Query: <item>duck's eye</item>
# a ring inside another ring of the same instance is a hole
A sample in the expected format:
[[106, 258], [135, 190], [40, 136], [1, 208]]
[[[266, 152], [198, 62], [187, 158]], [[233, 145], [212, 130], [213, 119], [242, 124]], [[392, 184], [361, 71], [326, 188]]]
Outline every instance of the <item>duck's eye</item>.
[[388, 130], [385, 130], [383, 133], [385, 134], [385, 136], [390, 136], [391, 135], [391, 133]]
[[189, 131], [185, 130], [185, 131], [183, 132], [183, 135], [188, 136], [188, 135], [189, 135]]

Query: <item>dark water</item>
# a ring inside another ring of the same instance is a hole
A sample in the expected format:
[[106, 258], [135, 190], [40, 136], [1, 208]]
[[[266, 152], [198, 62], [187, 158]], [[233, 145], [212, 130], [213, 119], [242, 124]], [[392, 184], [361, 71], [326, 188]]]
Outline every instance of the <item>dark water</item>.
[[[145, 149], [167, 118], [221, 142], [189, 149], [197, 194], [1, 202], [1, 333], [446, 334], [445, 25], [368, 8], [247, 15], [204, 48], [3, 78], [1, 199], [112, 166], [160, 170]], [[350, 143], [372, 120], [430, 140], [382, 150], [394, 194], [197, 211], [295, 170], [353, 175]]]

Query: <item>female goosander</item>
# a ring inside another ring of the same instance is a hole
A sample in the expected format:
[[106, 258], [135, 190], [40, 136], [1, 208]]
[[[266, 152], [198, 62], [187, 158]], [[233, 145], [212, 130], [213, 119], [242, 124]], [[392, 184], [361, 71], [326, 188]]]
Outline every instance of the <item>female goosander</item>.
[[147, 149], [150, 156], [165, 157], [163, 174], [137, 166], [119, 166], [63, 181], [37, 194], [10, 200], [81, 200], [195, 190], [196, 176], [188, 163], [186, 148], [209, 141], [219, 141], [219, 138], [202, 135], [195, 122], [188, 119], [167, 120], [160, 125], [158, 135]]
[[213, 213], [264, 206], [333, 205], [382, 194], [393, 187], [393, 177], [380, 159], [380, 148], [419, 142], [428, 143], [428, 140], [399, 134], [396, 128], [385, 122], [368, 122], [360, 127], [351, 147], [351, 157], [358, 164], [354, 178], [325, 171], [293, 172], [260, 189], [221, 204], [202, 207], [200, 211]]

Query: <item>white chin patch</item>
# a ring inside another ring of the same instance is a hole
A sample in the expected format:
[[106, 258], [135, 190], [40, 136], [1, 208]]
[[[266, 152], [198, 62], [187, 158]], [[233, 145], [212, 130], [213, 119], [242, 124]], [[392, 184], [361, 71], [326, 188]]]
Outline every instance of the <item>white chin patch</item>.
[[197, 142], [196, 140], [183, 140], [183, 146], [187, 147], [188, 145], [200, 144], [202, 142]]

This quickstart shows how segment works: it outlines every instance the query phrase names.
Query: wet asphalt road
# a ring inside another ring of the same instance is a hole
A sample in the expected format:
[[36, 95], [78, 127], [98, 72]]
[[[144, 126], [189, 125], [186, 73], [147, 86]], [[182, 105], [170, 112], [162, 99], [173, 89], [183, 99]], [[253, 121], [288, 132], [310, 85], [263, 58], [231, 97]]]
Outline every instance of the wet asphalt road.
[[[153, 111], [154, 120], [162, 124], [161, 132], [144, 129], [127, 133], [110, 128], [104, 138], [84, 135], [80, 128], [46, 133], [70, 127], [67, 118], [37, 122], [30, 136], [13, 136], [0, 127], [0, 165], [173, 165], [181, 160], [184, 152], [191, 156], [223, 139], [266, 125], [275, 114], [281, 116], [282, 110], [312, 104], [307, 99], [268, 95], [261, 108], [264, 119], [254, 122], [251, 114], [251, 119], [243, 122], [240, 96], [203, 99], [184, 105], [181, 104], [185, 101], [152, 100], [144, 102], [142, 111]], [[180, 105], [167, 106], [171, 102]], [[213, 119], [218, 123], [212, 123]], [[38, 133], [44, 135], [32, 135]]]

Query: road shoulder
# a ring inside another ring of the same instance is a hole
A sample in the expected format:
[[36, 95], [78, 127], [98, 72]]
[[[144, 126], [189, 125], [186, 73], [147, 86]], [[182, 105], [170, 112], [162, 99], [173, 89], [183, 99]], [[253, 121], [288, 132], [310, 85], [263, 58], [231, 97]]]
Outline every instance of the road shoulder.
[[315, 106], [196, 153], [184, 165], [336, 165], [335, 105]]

...

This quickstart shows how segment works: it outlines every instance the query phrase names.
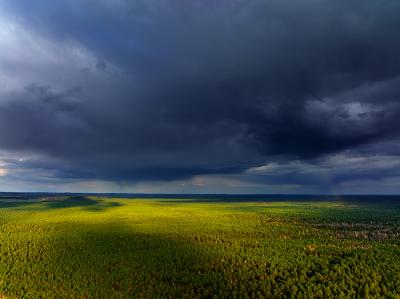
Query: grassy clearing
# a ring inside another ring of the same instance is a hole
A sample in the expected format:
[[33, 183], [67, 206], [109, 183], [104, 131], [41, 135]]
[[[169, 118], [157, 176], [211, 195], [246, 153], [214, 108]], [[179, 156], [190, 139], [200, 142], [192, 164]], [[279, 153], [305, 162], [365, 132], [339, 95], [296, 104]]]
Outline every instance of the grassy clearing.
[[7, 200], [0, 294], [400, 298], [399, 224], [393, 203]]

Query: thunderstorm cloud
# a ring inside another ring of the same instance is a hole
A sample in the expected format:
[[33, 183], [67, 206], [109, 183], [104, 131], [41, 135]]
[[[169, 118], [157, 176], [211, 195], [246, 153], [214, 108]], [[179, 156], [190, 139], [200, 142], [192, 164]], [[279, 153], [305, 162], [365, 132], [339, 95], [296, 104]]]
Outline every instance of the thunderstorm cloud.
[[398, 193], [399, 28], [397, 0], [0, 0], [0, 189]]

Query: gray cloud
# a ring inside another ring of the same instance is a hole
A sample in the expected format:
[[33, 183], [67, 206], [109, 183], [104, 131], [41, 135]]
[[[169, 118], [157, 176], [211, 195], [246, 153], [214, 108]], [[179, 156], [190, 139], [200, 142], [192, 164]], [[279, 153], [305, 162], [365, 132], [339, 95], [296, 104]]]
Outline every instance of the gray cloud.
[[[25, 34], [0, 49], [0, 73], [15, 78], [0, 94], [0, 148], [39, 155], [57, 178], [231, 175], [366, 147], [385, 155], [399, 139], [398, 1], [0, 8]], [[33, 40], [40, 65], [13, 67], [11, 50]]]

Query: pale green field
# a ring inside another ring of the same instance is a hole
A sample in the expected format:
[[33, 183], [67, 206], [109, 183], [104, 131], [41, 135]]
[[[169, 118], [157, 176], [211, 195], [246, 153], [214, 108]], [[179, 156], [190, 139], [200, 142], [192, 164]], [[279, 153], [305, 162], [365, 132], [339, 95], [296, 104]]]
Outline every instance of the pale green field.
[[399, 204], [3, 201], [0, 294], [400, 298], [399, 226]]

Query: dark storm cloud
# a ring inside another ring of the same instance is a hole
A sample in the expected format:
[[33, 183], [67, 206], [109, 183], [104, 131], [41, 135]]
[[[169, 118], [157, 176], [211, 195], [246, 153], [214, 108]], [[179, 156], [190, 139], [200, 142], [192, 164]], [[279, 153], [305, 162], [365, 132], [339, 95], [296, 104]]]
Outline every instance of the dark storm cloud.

*Exercise directions*: When the line with "Outline every instance of the <item>female" is reached in the data above, start copying there, and copy each line exactly until the line with "Query: <item>white chin patch</item>" has been copied; copy nothing else.

*Your solution*:
Outline every instance of the <item>female goosander</item>.
[[147, 149], [150, 156], [165, 157], [163, 174], [137, 166], [119, 166], [63, 181], [37, 194], [10, 200], [81, 200], [195, 190], [196, 176], [188, 163], [186, 148], [209, 141], [219, 141], [219, 138], [202, 135], [195, 122], [188, 119], [167, 120], [160, 125], [158, 135]]
[[213, 213], [264, 206], [333, 205], [382, 194], [393, 187], [393, 177], [380, 159], [380, 148], [419, 142], [428, 143], [428, 140], [399, 134], [396, 128], [385, 122], [368, 122], [360, 127], [351, 147], [351, 157], [358, 164], [354, 178], [325, 171], [293, 172], [260, 189], [221, 204], [202, 207], [200, 211]]

Query: <item>white chin patch</item>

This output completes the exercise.